### EXERCISE REQUIREMENTS:
Return each of the items below unchanged, with the pictures left out.

Begin LISTED RECORDS

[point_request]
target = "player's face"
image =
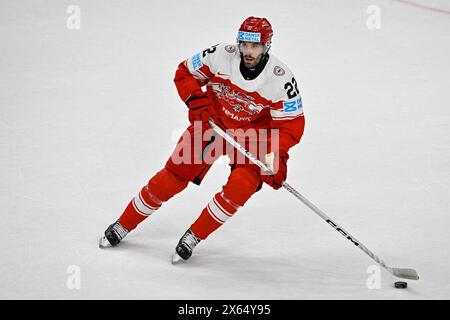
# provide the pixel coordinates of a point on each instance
(252, 53)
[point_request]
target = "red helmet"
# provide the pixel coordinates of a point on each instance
(255, 29)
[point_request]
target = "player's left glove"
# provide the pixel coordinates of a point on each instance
(277, 162)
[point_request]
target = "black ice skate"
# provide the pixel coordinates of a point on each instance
(113, 235)
(185, 246)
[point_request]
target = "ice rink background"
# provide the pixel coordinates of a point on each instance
(88, 116)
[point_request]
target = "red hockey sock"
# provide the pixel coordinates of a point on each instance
(241, 185)
(163, 186)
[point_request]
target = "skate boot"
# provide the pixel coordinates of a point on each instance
(113, 235)
(185, 246)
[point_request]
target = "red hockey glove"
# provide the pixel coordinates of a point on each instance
(277, 161)
(200, 107)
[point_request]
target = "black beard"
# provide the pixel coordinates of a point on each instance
(252, 73)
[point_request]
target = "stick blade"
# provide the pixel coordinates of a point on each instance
(405, 273)
(176, 258)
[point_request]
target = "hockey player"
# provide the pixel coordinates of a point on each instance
(246, 88)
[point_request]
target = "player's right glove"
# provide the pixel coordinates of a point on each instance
(200, 106)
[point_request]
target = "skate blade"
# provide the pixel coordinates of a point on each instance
(176, 258)
(103, 243)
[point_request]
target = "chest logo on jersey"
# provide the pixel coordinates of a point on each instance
(239, 101)
(293, 105)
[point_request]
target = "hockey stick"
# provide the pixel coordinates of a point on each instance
(405, 273)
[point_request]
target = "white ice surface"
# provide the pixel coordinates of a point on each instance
(88, 116)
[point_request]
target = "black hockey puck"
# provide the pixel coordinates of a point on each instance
(401, 284)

End LISTED RECORDS

### REPLY TO THE TASK:
[point_request]
target = "player's face"
image =
# provide the pixel coordinates of a point on each instance
(252, 53)
[point_request]
target = "red helmet"
# provide the pixel coordinates of a point on each instance
(255, 29)
[point_request]
target = "player's left glove"
# provide the pixel coordinates of a point on each instance
(277, 162)
[point_request]
target = "black ice skate"
# provide the pixel coordinates of a point on each instance
(113, 235)
(185, 246)
[point_request]
target = "ice rink background"
# provide the pixel coordinates of a point on each instance
(88, 116)
[point_request]
target = "red hockey sock"
# provide the pixel coordinates of a point on each instance
(241, 185)
(163, 186)
[point_request]
target = "skate boot"
# provide the pixel coordinates of a point on each instance
(113, 235)
(185, 246)
[point_request]
target = "red hockey glove"
# provide the pixel coordinates of a point on each instance
(277, 161)
(200, 107)
[point_request]
target = "black beard"
# provide the pixel coordinates of a point on each instance
(252, 73)
[point_request]
target = "stick blade"
# provide the pixel coordinates of a point on each instance
(405, 273)
(176, 258)
[point_request]
target = "hockey player"
# provide the pixel coordinates of a point on each instance
(246, 88)
[point_request]
target = "player's right glove"
# provide the pixel coordinates of a point on each instance
(200, 106)
[point_request]
target = "skate blade"
# provide the pixel coordinates of a point on each instance
(176, 258)
(103, 243)
[point_request]
target = "chest logo on jersey"
# provide the pixel coordinates of a point on each instance
(239, 101)
(293, 105)
[point_request]
target = "hockey stick"
# provide the pixel coordinates of a point on each instance
(405, 273)
[point_request]
target = "white ice surface"
# provide the pixel coordinates of a point on each instance
(88, 116)
[point_request]
target = "black hockey puck"
# provide the pixel coordinates of a point on each instance
(401, 284)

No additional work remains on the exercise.